▸ **DIRECTIVE**
In your copy, leave out the pictures; write out all the data exactly.

──────

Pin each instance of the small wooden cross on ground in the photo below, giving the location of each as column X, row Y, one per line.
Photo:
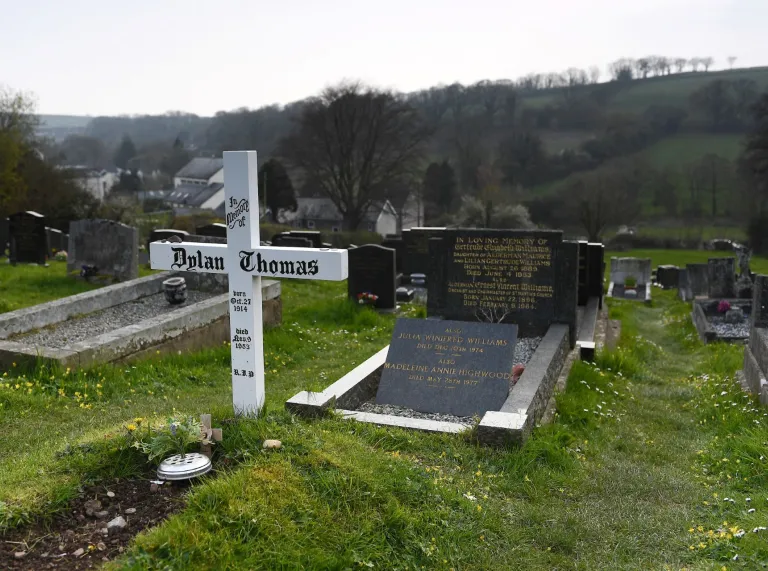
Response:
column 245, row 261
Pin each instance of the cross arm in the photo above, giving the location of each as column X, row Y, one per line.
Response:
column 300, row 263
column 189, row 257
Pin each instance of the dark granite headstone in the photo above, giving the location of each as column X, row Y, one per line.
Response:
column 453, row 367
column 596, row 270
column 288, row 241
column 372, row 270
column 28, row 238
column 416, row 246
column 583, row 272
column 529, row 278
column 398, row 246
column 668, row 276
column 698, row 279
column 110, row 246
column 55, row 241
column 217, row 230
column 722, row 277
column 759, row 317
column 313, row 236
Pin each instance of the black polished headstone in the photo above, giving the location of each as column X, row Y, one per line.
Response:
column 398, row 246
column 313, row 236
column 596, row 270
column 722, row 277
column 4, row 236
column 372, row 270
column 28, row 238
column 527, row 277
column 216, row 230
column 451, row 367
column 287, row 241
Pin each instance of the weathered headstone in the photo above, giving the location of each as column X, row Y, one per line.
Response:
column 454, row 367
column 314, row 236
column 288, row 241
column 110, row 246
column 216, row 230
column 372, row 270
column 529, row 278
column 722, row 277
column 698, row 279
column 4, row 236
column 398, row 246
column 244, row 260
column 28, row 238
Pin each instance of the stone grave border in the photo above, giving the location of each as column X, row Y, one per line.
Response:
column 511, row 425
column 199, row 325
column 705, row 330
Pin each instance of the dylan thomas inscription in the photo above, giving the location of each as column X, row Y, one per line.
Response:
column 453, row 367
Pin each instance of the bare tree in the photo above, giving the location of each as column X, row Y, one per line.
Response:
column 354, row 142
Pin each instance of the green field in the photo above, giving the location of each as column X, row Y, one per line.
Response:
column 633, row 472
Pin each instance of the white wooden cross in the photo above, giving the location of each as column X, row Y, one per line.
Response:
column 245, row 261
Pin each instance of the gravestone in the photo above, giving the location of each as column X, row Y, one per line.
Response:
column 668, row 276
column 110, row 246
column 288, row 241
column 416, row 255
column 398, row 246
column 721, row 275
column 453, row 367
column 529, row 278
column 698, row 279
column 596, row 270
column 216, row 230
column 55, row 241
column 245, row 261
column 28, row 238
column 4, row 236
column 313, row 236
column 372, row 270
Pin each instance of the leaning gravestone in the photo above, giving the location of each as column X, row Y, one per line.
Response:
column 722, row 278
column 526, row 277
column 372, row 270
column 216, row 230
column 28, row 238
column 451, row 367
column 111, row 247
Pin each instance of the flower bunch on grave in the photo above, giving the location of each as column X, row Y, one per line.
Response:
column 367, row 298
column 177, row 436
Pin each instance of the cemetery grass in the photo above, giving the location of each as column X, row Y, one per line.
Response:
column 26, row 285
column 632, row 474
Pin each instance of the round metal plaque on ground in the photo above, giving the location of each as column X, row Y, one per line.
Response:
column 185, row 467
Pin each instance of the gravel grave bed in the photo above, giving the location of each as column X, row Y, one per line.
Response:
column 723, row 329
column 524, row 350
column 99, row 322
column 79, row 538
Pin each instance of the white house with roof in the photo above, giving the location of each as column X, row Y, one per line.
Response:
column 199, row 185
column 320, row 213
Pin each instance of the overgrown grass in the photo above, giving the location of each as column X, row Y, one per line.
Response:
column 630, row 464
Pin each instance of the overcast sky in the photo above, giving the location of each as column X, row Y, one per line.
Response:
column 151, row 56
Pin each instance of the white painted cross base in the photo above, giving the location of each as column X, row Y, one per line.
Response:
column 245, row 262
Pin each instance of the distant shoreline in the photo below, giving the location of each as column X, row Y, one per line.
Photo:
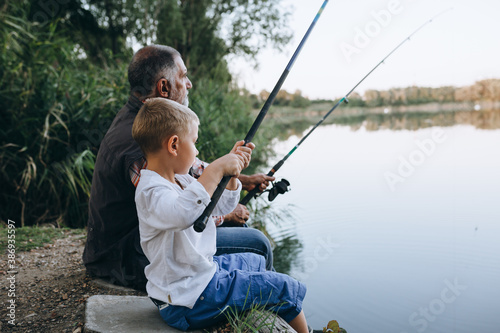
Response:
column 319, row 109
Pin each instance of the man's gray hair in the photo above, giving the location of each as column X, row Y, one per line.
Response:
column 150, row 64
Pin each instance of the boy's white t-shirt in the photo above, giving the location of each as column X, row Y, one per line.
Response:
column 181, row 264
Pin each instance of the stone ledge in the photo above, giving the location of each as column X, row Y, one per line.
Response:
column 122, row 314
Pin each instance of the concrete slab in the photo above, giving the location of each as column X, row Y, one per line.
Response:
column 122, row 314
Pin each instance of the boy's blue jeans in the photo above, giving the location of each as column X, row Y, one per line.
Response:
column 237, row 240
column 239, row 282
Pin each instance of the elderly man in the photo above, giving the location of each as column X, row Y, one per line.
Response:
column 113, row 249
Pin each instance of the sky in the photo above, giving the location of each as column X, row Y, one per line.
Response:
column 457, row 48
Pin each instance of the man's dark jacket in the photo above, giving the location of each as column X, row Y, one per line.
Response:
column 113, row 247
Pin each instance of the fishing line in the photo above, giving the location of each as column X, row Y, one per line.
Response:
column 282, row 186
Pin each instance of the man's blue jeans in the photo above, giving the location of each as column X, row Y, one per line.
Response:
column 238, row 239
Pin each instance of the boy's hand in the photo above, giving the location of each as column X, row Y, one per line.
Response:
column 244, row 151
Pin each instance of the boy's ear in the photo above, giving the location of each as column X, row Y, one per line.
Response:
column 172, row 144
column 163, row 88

──────

▸ **SOLUTION TO THE EXERCISE**
Pin each instance of the small wooden cross on ground in the photo below, giving the location of each as column X, row Y, one per line.
Photo:
Response:
column 245, row 261
Pin each instance of the cross arm in the photo above, giving the location of each as column X, row Y, one per line.
Response:
column 300, row 263
column 189, row 257
Pin each instance of the dark granite headstone in the photo above, giving the location of each as column X, row Y, one per line.
Response:
column 453, row 367
column 596, row 270
column 288, row 241
column 372, row 270
column 28, row 238
column 416, row 246
column 583, row 272
column 529, row 278
column 398, row 246
column 668, row 276
column 698, row 279
column 110, row 246
column 55, row 241
column 217, row 230
column 722, row 277
column 759, row 317
column 313, row 236
Pin each instance of the black polished headstone in the photo above, giving the location of each as column X, row Y, one per line.
Response:
column 398, row 246
column 313, row 236
column 596, row 270
column 722, row 277
column 4, row 236
column 372, row 270
column 28, row 238
column 527, row 277
column 216, row 230
column 451, row 367
column 287, row 241
Pin each instance of the weathered headstone in the photo above, giving the location of each as column X, row Y, one per line.
Response:
column 454, row 367
column 314, row 236
column 288, row 241
column 110, row 246
column 216, row 230
column 372, row 270
column 529, row 278
column 722, row 277
column 698, row 279
column 4, row 236
column 398, row 246
column 244, row 260
column 28, row 238
Pin each instance of the stone grave border in the photo above, giving the location of each as column X, row Y, one per line.
Response:
column 511, row 425
column 199, row 325
column 705, row 330
Pin each instance of the dylan thomas inscription in the photo above, giving the location of each as column X, row Y, one per line.
Response:
column 453, row 367
Pin each instance of the bare tree in the photo above, giving the location of each as column X, row Y, one per line.
Response:
column 354, row 142
Pin each instance of the green field in the photo above, giving the location of each as column X, row Y, one per line.
Response:
column 633, row 472
Pin each instance of the white wooden cross in the photo above, giving the location of each as column X, row Y, one per line.
Response:
column 245, row 261
Pin each instance of the gravestone in the photo above, giving the location of each as column X, row Y, one per line.
Response:
column 668, row 276
column 110, row 246
column 288, row 241
column 416, row 255
column 398, row 246
column 721, row 275
column 453, row 367
column 529, row 278
column 698, row 279
column 596, row 270
column 216, row 230
column 55, row 241
column 245, row 261
column 28, row 238
column 4, row 236
column 313, row 236
column 372, row 270
Pin each instance of the leaning gravestone in the photo above, giving the location of each as column X, row Y, one per line.
Response:
column 722, row 278
column 526, row 277
column 372, row 270
column 216, row 230
column 28, row 238
column 451, row 367
column 111, row 247
Pin each instance of the flower bunch on grave in the photo above, giving the location of each as column X, row Y, one per line.
Response:
column 367, row 298
column 177, row 436
Pin each instance of the cemetery grass in the photo above, giving the location of each as column X, row Y, one per line.
Response:
column 26, row 285
column 632, row 474
Pin each instance of the round metal plaque on ground in the photo above, giving the location of each as column X, row Y, one per line.
Response:
column 185, row 467
Pin each instance of the gravel grave bed in the photo above, giving the location of each as column X, row Y, one per line.
Response:
column 723, row 329
column 524, row 350
column 99, row 322
column 79, row 538
Pin each instance of the white house with roof in the photo above, giving the location of each as column X, row Y, one per line.
Response:
column 199, row 185
column 320, row 213
Pin each instance of the overgrown grass in the photo above, giving the location of each as column X, row Y, one per line.
Response:
column 630, row 464
Pin each instance of the overcast sky in the photo above, giving the location of each as column X, row Y, one per line.
Response:
column 151, row 56
Pin each instance of the white painted cross base in the photo above, giving the location of each as column X, row Y, one per line.
Response:
column 245, row 262
Pin each instance of the distant shoreline in the photo below, giving the location of each as column X, row Y, one per line.
Photo:
Response:
column 319, row 109
Pin each instance of the man's gray hair in the photo above, giving the location of each as column X, row Y, one per line.
Response:
column 150, row 64
Pin each instance of the boy's white t-shirt in the photo above, giving the location of each as column X, row Y, one per line.
Response:
column 181, row 264
Pin each instance of the stone ledge in the photo above, giving the location of each as column X, row Y, one per line.
Response:
column 122, row 314
Pin each instance of the concrete slab in the photo above, giving the location of each as column X, row Y, one per line.
Response:
column 122, row 314
Pin each instance of the boy's blue jeans in the photo above, giving the location of each as column X, row Y, one per line.
Response:
column 237, row 240
column 239, row 282
Pin each instance of the elderly man in the photo above, giving the location of each as column X, row Y, one per line.
Response:
column 113, row 249
Pin each instance of the sky in the photo above, giving the location of each as column X, row Y, one per line.
Response:
column 457, row 48
Pin each instance of the man's dark jacket in the photo above, giving the location of each as column X, row Y, one per line.
Response:
column 113, row 247
Pin each instance of the fishing line in the photo above, giving the location of each as column X, row Y, one per line.
Response:
column 282, row 186
Pin each instance of the man's blue jeans in the photo above, giving the location of each as column X, row Y, one per line.
Response:
column 238, row 239
Pin each instance of the boy's hand in the photo above, giving the location of each as column X, row Y, one per line.
Response:
column 244, row 151
Pin each instance of the boy's ear in the photo above, giving the location of each as column X, row Y, one per line.
Response:
column 172, row 144
column 163, row 88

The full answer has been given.